## [ИСХОДНЫЙ ДОКУМЕНТ]
━━━━

К этому следует добавить, что при всех внешне благоприятных обстоятельствах империи, зарождавшиеся на собственно центральноазиатской почве (Кушанское царство, гуннская политическая система, Тюркский каганат, государства Саманидов, Сельджукидов и Хорезмшахов, империя Чингисхана и Чингизидов, держава Тимура) вскоре оказывались нежизнеспособными и распадались. Похоже, что внутренние интеграционные процессы в Центральной Азии были неизменно слабее, чем силовые поля Средиземноморско–Афразийской, Индийско–Южноазиатской и Китайско–Дальневосточной ойкумен.
При этом немаловажно, что к этому времени вдоль побережий Европы, Северной и Восточной Африки, Южной, Юго–Восточной и Восточной Азии, от Британии и Мавритании до Японии и Индонезии складывается единая зона мореплавания и параллельно происходит заселение предками полинезийцев островов Океании и устанавливаются первые спорадические контакты между обитателями Старого Света и аборигенами Америки и Австралии.
К рубежу эр в Новом Свете уже явно вошли в соприкосновение Мезоамериканский и Перуанско–Боливийский центры цивилизационного развития, однако контакты между ними, осуществлявшиеся преимущественно вдоль тихоокеанского побережья, были малоинтенсивными и практически не влияли на характер развития каждого из двух очагов цивилизаций Доколумбовой Америки.
В течение первых полутора тысячелетий новой эры (третий этап всемирной интеграции) мы наблюдаем в целом (при некоторых недолговременных отступлениях) нарастающий процесс интеграции в пределах всего цивилизационного пространства Старого Света, от Исландии (и даже Восточной Канады, куда викинги добрались около 1000 г.), империй Западного Судана (Гана, Мали, Сонгай) и негритянского государства Монопотапа на территории современной Зимбабве до Индонезии с Молуккскими и Японии с Курильскими островами.

━━━━

## [ЧТО СДЕЛАТЬ]
- a) Когда, согласно тексту о всемирной интеграции, викинги добрались до Восточной Канады?
- b) Продолжите текст о всемирной интеграции с того места, где он заканчивается.

━━━━

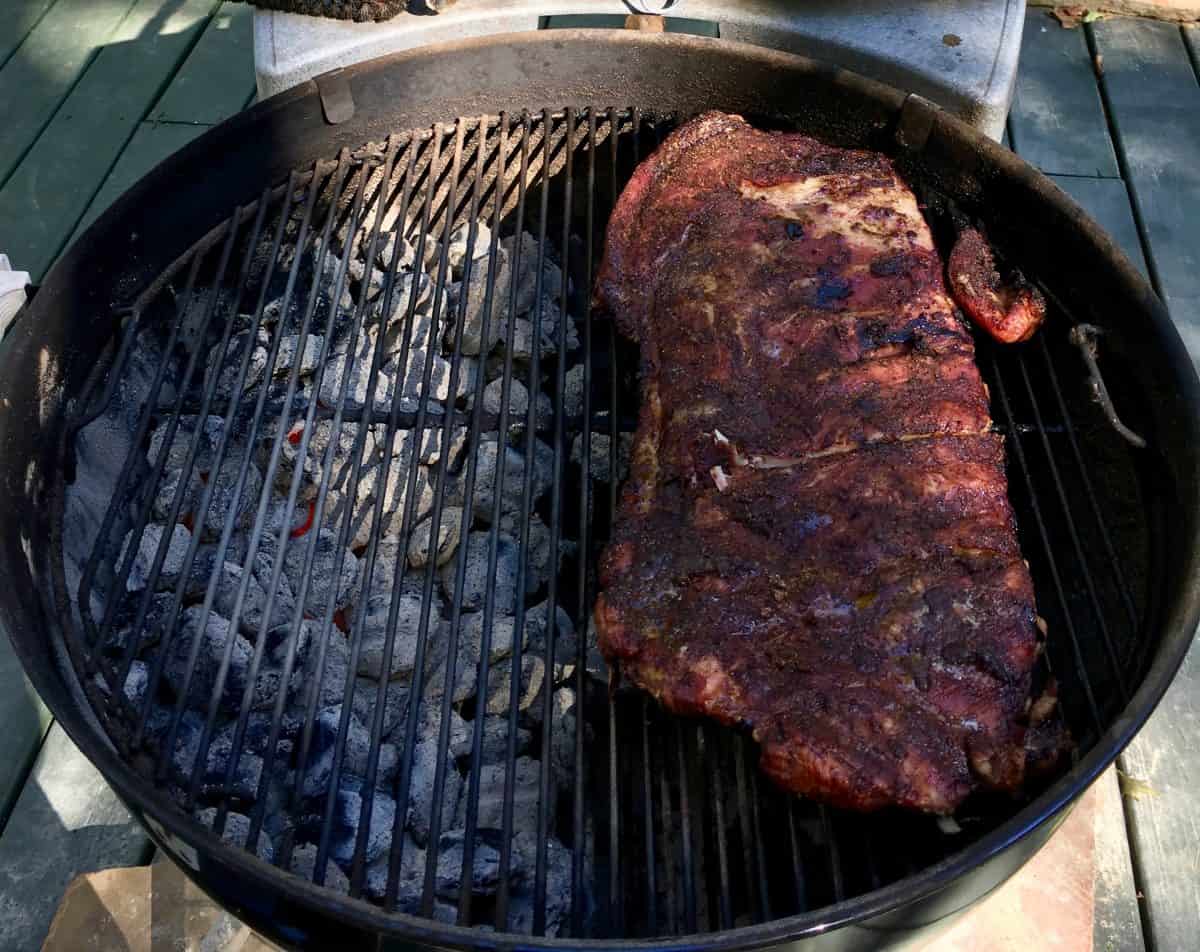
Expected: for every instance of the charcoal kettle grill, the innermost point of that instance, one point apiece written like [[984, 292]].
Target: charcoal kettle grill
[[657, 830]]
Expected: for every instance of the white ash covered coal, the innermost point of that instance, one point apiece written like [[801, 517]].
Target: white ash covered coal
[[321, 537]]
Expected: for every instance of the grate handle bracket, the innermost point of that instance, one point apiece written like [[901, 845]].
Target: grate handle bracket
[[915, 123], [336, 100], [1085, 337]]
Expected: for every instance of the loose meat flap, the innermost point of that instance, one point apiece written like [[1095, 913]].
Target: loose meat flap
[[815, 539]]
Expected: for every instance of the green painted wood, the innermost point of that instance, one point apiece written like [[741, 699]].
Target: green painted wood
[[219, 75], [1164, 824], [46, 66], [1108, 202], [150, 144], [1057, 119], [1151, 87], [24, 722], [54, 184], [67, 821], [18, 18], [1155, 101]]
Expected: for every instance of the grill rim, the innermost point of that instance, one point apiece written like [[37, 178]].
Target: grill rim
[[59, 686]]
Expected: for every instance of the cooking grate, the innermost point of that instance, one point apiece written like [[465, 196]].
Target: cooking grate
[[634, 822]]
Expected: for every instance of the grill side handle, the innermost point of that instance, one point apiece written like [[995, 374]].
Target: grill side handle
[[960, 55]]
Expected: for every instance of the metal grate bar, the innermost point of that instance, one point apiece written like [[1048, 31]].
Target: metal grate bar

━━━━

## [ОТВЕТЫ ПО ЗАДАНИЯМ]
- a) Около 1000 г.

- b)
При этом, особенно во времена Чингисхана и ранних Чингизидов, была предпринята почти достигшая своей цели попытка создания единой в организационном отношении общеевразийской политической системы. Однако после того, как ее опорные столпы на востоке (династия Юань в Китае) и на западе (династия Ильханов в Иране) Азии рухнули, а попытка восстановить евразийскую сверхдержаву потерпела фиаско со смертью Тимура в 1405 г., с противоположных концов Старого Света, из огромного Китая раннего периода династии Мин и крохотной Португалии в течение первой четверти XV в. началось объективное (безотносительно к личным намерениям таких его ведущих участников, как флотоводец Чжэн Хэ и принц Генрих Мореплаватель) движение к мировой интеграции. Оно разворачивалось через южный океанический простор с широким охватом Юго–Восточной Азии и Индии, с одной стороны, и Африки с другой. Сперва первенство китайцев в этом процессе было неоспоримым, однако к середине XV в. политика династии Мин резко меняется в сторону изоляционизма, тогда как достигшие к этому времени Гвинейского залива португальцы вскоре выходят на стартовые позиции в своем стремлении к Индии.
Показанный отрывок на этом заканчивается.